[Excerpts from a location annotation dataset]
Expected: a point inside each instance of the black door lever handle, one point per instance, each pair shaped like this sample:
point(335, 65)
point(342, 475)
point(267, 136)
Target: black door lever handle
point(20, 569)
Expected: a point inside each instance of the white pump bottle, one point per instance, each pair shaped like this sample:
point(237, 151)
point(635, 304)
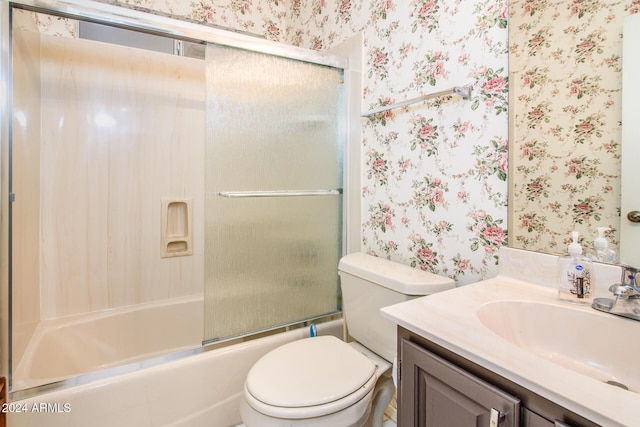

▶ [Requirements]: Write out every line of the items above as a numbered list, skipping any blank lines. Leave the pictures out of your answer.

▶ [Correct answer]:
1. Expected: a point inside each instance of the black door lever handle, one point per instance, each pair shaped like this sample:
2. point(335, 65)
3. point(342, 475)
4. point(267, 136)
5. Target: black door lever handle
6. point(20, 569)
7. Expected: a point inside each instance of the white pump bottle, one point per instance, each pair shaped like this sample:
8. point(237, 151)
9. point(635, 304)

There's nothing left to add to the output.